▶ [READING PASSAGE]:
September 25, 2020

By HEATHER STANLEY

With the recent arrival of this year’s first snowfall, it’s a sure sign that winter is approaching. Along with the coming frigid weather and scarves, flu season is just around the corner.

Flu activity is generally at its highest during winter months, although outbreaks can start in early October and can last until May. The flu shot is a way to prevent contracting viruses, but only a portion of the population gets their yearly shots, subjecting many to influenza.

The vaccine causes antibodies to develop in the body about two weeks after vHS-Flu1accination, helping a person become more immune to current strains. Since there are different strains of the flu due to the progression and mutation of the virus, it is recommended everyone get a flu shot yearly.

“I think it’s around 25 per cent of the population that doesn’t want the flu shot,” said Nancy Bolden, a health-care aid in Walkerton for 24 years. “Mostly it’s because they don’t understand what the flu shot does or they think that it’s something that the government’s created that actually doesn’t work.”

According to the Ontario’s government’s website, 10 to 20 per cent of the population gets the flu each year. Many people mix up influenza, thinking it’s a stomach-type virus.

Symptoms of the common cold and the flu are similar. For example, both can give runny, stuffed noses and sore throats. However, there are differences. Influenza also has frequent fatigue, head and muscle aches and sudden high fevers.

Although anyone can get the flu, influenza generally effects children, the elderly and those with low immune systems. In Ontario’s recent YouTube video on the flu, Dr. Robin Williams, associate chief medical officer of health, said that last year more than 700 children under 10 with influenza were hospitalized and eight deaths were reported.

“It takes two weeks for the flu shot to process in your body and if you’re sick when you have the flu shot you’ll be sick almost immediately with flu,” Bolden said. “You could have a flu virus in your body and it doesn’t show for three days and you’ve gotten your flu shot three days before. Now you think that the flu shot has given you the flu but in essence you were already sick and didn’t know it.” Bolden said this is the reason why a lot of people don’t believe in the flu shot.

▶ [ACTIVITY LIST]:
a - According to the flu shot article, which groups does influenza generally affect? List them all.
b - Write out the part of the flu shot article starting at "By HEATHER STANLEY" and ending at "many to influenza.".
The rows are separate material and are not part of the flu shot article.

▶ [RECORDS PROVIDED]:
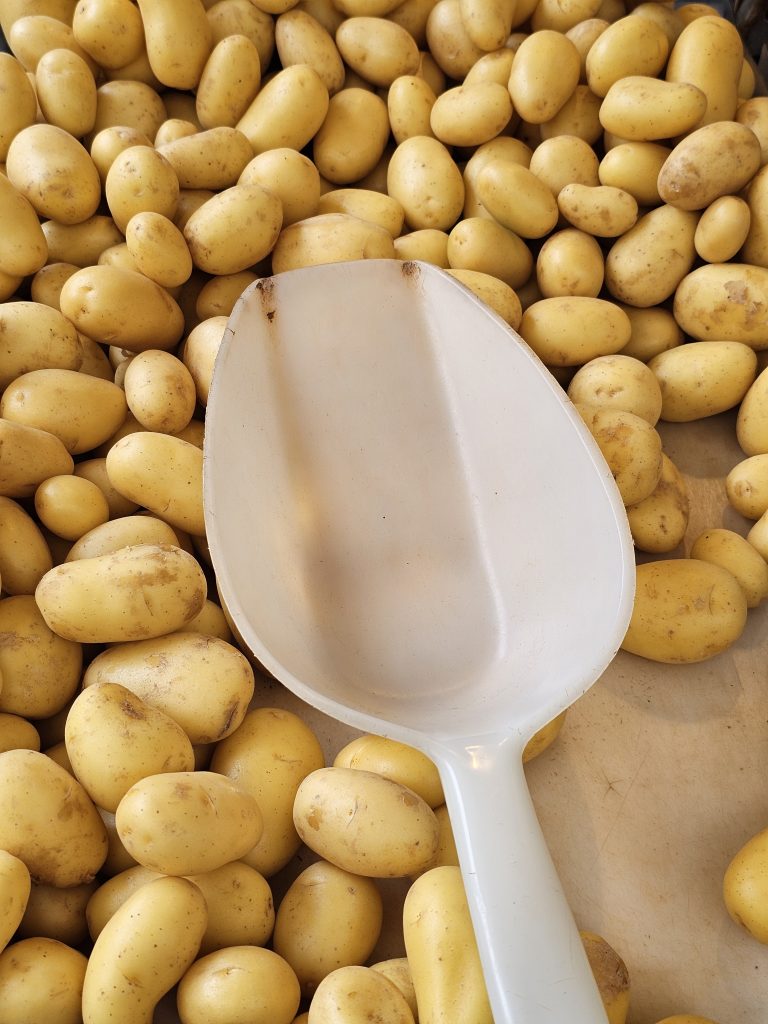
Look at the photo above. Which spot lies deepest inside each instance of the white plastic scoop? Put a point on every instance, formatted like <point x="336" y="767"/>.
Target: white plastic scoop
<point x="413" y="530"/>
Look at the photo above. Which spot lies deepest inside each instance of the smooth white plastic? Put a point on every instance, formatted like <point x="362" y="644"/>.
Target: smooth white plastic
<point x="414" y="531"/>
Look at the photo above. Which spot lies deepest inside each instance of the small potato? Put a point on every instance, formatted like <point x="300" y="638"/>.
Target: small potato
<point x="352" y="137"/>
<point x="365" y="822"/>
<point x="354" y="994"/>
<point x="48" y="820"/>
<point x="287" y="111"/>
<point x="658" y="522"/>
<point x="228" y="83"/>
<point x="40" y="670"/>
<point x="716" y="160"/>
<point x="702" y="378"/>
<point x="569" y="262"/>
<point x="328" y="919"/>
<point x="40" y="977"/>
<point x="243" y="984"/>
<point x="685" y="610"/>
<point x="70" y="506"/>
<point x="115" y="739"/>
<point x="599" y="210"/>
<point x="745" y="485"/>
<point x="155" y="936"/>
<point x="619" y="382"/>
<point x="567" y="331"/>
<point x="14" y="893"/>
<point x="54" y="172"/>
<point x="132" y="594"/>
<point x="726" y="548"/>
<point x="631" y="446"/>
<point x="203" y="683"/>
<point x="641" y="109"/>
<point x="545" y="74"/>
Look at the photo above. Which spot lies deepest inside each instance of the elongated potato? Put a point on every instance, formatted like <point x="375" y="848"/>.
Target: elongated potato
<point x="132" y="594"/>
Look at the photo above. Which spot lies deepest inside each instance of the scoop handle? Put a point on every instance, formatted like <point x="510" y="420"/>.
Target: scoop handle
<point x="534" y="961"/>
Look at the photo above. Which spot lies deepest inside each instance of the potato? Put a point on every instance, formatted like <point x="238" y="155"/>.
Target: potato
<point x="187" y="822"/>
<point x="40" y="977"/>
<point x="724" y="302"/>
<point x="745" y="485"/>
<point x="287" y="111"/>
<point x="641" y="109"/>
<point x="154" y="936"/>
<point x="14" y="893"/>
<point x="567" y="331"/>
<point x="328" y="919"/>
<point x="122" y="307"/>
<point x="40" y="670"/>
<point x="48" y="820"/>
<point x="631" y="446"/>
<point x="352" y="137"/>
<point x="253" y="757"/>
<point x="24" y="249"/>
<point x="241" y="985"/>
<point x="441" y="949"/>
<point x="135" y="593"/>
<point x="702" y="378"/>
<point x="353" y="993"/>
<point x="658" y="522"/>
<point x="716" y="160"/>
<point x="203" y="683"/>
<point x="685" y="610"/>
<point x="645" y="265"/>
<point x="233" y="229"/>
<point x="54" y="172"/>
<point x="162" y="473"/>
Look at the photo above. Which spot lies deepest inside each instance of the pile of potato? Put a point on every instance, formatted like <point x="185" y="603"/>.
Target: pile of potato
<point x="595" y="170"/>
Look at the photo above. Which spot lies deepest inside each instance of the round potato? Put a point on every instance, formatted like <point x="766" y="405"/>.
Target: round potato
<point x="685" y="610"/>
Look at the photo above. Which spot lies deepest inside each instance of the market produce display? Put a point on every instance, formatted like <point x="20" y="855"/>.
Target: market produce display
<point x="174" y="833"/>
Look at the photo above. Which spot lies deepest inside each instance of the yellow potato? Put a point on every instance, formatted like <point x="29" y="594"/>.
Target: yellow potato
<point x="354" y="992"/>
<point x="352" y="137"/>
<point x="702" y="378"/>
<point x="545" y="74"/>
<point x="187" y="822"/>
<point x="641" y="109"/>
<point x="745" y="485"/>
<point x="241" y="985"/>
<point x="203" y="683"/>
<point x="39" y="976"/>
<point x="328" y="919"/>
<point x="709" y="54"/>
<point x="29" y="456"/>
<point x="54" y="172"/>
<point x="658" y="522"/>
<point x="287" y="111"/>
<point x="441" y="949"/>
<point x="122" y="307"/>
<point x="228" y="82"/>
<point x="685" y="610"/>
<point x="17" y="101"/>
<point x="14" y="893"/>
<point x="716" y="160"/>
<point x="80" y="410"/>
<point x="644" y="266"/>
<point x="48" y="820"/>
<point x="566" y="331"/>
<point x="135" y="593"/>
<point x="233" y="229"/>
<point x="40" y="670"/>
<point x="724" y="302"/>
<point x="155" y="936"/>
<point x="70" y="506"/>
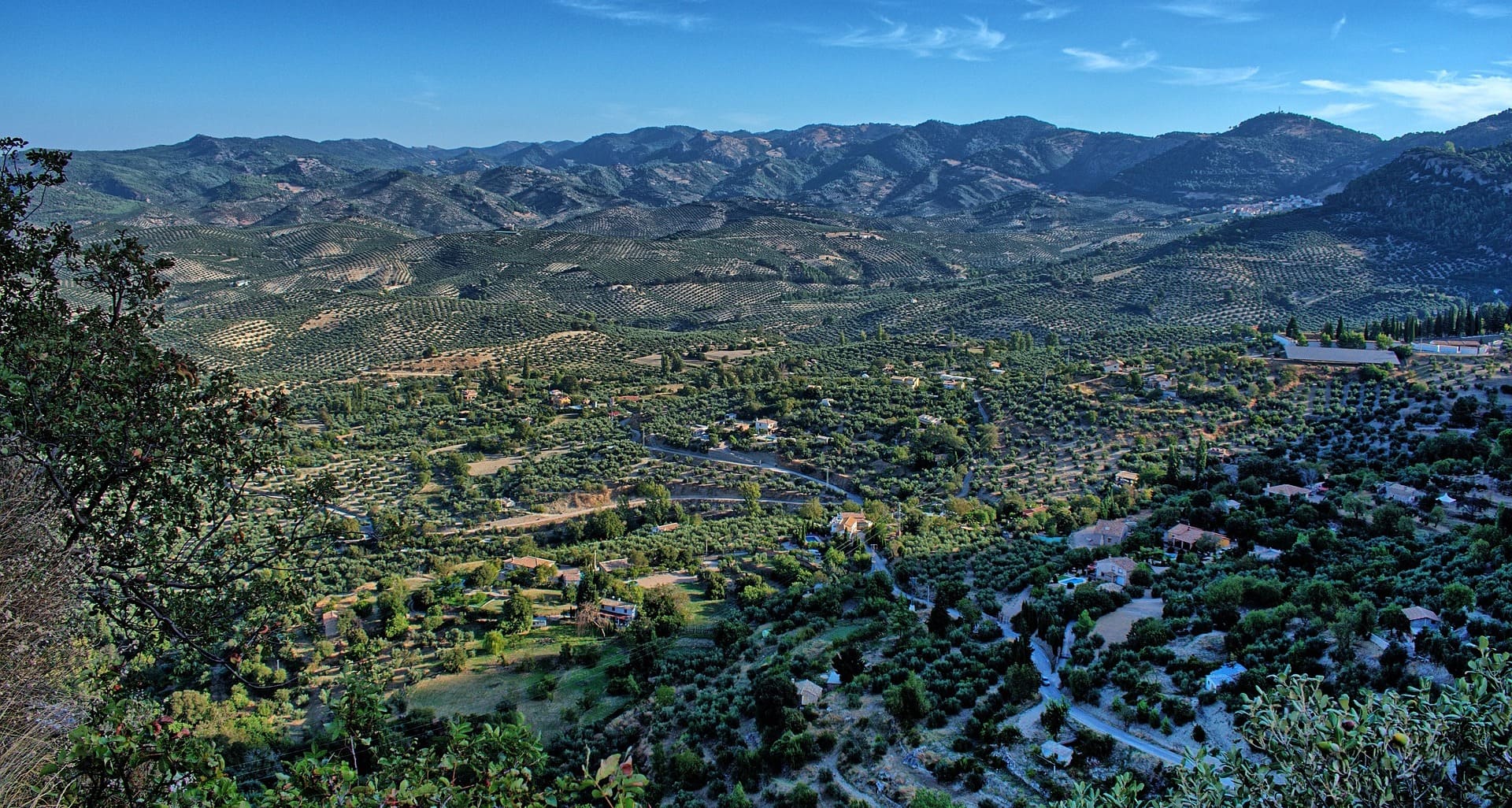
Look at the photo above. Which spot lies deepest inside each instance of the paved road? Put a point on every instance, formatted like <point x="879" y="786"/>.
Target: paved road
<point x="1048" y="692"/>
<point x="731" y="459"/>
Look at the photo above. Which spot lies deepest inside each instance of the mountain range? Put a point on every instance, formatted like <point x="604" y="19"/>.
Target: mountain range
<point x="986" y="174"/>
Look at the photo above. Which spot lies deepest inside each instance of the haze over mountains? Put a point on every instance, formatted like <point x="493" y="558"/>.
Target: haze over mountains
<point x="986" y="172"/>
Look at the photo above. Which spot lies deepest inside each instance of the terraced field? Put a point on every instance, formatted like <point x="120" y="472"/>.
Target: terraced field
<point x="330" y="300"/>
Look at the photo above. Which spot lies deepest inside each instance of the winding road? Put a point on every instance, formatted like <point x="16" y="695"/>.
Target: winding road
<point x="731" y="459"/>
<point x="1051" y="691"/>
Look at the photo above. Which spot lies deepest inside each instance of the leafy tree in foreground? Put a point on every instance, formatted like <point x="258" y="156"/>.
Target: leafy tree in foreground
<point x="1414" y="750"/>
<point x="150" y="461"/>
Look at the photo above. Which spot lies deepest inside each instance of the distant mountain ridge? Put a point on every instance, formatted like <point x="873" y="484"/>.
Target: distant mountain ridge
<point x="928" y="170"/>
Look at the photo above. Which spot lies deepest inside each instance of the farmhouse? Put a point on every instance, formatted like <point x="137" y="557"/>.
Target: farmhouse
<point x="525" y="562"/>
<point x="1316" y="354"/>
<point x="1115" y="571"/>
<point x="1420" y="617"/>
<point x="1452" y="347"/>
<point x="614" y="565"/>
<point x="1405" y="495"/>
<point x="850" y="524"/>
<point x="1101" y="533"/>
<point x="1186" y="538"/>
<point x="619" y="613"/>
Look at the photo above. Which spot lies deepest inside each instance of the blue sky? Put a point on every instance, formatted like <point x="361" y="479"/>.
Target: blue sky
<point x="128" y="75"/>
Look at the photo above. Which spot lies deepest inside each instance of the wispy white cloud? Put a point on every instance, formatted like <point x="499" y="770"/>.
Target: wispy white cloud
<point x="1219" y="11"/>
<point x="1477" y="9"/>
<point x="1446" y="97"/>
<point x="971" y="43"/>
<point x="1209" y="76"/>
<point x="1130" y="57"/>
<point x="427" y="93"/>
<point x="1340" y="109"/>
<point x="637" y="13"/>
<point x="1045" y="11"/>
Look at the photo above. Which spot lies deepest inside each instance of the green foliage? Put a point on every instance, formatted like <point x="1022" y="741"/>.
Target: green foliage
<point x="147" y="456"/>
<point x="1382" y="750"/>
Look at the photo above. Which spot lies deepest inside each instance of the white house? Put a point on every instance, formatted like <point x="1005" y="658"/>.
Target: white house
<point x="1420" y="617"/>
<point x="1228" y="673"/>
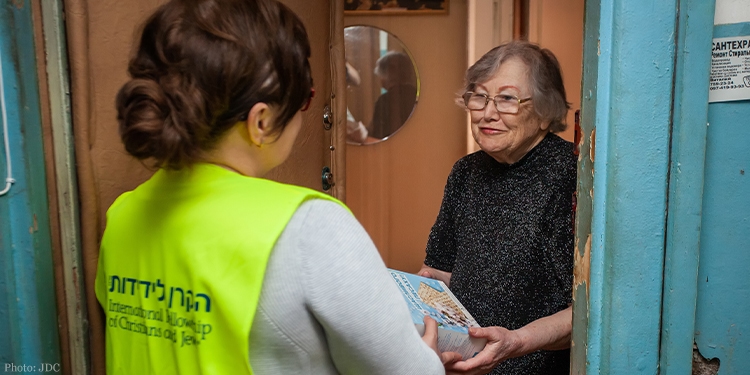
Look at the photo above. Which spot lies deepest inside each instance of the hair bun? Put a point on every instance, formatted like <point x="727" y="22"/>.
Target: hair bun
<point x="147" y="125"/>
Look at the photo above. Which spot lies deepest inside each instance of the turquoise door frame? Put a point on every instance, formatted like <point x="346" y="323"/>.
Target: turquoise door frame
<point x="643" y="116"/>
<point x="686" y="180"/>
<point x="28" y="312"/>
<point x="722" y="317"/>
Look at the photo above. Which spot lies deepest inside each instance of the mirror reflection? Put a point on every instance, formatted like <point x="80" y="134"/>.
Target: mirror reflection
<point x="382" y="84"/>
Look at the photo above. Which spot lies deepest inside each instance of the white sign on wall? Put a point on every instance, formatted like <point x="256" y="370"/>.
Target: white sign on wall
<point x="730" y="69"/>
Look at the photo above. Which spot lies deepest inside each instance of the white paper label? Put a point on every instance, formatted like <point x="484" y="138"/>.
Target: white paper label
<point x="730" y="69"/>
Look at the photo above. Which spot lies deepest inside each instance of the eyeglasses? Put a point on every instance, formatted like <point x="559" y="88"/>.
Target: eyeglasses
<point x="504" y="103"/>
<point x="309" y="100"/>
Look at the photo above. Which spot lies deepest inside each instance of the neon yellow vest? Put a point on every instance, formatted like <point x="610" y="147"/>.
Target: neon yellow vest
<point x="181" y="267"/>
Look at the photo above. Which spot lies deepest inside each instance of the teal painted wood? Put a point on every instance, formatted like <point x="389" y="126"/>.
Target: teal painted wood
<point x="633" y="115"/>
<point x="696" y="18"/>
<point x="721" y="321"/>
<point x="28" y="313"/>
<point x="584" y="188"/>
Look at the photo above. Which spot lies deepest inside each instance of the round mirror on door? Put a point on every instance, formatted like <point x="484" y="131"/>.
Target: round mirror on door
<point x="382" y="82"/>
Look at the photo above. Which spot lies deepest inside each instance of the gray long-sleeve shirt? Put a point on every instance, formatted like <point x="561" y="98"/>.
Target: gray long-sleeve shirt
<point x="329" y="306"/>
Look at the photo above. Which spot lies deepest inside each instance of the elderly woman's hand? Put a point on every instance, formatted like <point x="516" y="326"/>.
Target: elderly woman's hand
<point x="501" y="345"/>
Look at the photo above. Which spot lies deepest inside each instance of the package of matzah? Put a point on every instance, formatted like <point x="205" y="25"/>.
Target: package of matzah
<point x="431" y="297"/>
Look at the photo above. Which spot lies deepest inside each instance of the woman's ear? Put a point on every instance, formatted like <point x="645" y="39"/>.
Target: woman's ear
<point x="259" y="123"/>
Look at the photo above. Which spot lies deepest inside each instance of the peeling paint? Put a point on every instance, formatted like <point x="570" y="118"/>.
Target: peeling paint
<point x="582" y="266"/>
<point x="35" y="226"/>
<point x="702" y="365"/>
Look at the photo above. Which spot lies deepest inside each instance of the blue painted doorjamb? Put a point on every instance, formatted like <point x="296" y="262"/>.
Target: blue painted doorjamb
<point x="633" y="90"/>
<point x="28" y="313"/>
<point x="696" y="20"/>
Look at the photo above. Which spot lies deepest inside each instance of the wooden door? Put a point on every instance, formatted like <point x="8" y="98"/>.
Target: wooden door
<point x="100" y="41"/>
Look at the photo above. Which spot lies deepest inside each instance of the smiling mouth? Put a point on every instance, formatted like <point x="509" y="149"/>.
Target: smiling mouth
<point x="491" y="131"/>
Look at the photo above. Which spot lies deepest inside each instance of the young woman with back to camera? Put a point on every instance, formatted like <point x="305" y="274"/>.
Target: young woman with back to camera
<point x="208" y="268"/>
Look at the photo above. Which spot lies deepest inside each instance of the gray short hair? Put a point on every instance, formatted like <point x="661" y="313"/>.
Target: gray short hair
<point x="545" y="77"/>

▶ [TASK RESPONSES]:
a - children, the elderly, those with low immune systems

b -
By HEATHER STANLEY

With the recent arrival of this year’s first snowfall, it’s a sure sign that winter is approaching. Along with the coming frigid weather and scarves, flu season is just around the corner.

Flu activity is generally at its highest during winter months, although outbreaks can start in early October and can last until May. The flu shot is a way to prevent contracting viruses, but only a portion of the population gets their yearly shots, subjecting many to influenza.